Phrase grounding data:

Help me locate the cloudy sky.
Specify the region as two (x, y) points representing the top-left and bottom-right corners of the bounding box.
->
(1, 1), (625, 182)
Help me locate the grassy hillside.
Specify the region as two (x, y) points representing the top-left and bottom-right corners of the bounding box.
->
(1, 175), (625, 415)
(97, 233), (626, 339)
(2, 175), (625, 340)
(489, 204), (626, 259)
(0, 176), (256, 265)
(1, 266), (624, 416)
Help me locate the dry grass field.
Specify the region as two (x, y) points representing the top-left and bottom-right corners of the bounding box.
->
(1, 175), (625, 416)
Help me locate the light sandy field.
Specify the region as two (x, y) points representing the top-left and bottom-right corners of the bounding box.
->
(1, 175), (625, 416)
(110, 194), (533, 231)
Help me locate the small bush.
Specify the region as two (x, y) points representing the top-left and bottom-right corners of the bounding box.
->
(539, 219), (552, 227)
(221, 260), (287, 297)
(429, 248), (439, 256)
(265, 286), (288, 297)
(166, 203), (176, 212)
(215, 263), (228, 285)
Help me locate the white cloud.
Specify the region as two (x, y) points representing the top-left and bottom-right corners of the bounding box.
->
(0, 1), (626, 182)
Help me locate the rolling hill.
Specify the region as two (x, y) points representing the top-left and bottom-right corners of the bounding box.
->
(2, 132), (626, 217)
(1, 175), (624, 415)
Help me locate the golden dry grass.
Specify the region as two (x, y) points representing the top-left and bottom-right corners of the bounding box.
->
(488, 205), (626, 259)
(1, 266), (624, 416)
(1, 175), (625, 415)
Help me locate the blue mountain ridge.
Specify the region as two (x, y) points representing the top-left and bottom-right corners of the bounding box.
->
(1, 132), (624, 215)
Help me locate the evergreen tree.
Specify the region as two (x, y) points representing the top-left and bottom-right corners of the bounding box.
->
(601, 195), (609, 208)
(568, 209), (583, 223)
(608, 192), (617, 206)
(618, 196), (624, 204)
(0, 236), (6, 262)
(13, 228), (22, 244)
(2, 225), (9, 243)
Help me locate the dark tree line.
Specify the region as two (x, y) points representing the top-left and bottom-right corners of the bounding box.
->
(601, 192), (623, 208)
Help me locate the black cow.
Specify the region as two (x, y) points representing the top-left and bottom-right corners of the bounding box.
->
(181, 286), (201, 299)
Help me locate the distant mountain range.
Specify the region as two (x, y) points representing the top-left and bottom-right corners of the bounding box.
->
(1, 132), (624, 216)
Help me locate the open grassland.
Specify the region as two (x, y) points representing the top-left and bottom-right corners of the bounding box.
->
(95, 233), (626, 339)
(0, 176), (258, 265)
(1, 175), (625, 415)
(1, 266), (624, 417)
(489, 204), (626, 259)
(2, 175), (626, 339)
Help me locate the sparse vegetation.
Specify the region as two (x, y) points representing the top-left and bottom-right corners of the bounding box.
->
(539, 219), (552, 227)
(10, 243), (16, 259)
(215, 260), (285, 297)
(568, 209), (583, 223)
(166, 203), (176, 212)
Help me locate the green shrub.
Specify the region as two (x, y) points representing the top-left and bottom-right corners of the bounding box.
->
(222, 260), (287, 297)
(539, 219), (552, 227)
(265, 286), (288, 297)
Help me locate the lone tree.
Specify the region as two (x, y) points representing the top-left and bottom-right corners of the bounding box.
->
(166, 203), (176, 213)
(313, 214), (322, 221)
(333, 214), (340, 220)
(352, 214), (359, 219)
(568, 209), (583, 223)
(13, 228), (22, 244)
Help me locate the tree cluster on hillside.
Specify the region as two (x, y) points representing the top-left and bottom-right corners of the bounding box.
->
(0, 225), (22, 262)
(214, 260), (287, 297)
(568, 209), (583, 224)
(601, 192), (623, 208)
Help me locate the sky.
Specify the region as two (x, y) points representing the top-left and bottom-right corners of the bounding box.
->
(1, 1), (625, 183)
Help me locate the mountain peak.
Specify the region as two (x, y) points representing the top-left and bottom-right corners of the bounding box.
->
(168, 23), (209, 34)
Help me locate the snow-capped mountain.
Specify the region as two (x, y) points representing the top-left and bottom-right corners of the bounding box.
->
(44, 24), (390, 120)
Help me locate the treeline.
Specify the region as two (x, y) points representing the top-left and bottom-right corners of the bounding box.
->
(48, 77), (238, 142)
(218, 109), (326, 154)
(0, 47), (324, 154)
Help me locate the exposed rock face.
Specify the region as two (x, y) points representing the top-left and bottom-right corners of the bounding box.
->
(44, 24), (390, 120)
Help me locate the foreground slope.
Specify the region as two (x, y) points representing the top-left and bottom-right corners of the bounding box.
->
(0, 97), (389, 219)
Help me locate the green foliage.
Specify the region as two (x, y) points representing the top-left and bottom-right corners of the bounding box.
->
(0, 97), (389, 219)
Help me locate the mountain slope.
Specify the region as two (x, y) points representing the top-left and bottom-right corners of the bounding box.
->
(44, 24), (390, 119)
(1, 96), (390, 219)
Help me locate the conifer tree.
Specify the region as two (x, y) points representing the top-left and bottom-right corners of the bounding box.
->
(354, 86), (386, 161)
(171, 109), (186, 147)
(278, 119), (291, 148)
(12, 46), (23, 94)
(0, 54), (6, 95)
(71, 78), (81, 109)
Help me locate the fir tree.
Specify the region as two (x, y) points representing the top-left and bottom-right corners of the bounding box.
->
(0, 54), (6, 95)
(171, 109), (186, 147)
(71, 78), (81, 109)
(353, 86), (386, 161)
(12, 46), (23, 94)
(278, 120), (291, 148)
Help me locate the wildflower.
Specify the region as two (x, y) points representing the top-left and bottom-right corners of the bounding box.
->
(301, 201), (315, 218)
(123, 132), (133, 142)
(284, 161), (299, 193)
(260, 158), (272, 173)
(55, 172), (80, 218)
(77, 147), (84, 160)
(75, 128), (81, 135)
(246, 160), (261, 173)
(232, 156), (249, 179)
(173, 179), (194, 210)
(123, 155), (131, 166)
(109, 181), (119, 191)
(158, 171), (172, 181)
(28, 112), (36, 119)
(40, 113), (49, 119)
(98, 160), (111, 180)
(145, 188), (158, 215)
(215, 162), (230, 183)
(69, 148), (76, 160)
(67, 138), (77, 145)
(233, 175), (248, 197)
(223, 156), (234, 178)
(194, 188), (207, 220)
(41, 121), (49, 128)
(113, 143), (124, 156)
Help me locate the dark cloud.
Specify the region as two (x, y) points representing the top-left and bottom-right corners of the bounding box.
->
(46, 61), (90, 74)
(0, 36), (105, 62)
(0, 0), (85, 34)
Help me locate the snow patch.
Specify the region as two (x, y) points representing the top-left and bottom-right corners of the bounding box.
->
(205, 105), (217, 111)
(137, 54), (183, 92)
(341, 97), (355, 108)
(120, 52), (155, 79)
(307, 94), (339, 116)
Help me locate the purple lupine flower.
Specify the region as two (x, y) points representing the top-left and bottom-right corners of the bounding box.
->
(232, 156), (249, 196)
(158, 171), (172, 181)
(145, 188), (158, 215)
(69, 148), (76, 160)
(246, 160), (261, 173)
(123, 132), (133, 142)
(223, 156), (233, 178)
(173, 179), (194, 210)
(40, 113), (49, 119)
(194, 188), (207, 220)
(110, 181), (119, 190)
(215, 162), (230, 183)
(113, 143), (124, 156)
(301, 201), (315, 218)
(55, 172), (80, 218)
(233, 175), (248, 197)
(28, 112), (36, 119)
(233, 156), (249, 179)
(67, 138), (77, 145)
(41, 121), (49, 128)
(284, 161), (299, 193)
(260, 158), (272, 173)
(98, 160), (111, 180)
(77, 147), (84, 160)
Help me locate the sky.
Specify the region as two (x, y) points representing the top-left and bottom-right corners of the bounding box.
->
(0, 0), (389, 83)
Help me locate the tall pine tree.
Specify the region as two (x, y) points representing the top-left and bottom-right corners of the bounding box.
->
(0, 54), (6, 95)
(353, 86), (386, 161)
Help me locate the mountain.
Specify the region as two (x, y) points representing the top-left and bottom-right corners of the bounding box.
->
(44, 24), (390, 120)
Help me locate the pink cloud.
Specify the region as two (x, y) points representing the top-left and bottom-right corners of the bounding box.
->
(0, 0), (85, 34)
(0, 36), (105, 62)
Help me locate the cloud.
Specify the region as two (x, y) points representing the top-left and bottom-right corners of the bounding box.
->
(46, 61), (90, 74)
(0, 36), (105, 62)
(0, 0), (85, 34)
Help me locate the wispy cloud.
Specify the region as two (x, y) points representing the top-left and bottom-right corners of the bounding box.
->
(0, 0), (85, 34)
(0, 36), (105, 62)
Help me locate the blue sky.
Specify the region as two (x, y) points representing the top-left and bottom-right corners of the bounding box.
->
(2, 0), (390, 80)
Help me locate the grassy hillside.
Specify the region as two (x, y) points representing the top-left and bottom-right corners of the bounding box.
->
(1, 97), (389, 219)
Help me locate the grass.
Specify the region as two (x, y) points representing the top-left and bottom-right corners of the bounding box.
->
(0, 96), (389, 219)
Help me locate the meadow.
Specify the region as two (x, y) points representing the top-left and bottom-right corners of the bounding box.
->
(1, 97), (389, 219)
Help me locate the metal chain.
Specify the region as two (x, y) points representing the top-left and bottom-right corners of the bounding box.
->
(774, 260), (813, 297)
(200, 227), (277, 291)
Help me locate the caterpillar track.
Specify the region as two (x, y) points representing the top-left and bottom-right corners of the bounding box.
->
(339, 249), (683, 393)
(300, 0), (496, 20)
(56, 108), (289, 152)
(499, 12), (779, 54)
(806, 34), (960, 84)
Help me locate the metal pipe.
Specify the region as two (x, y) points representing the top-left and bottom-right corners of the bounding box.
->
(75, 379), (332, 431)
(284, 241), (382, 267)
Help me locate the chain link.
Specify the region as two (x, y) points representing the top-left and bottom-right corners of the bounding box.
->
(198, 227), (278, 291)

Exercise instructions:
Filter the data above, keeping only lines that include the string "slope".

Written answer:
Help me locate the foreground slope.
Help me locate the mountain slope.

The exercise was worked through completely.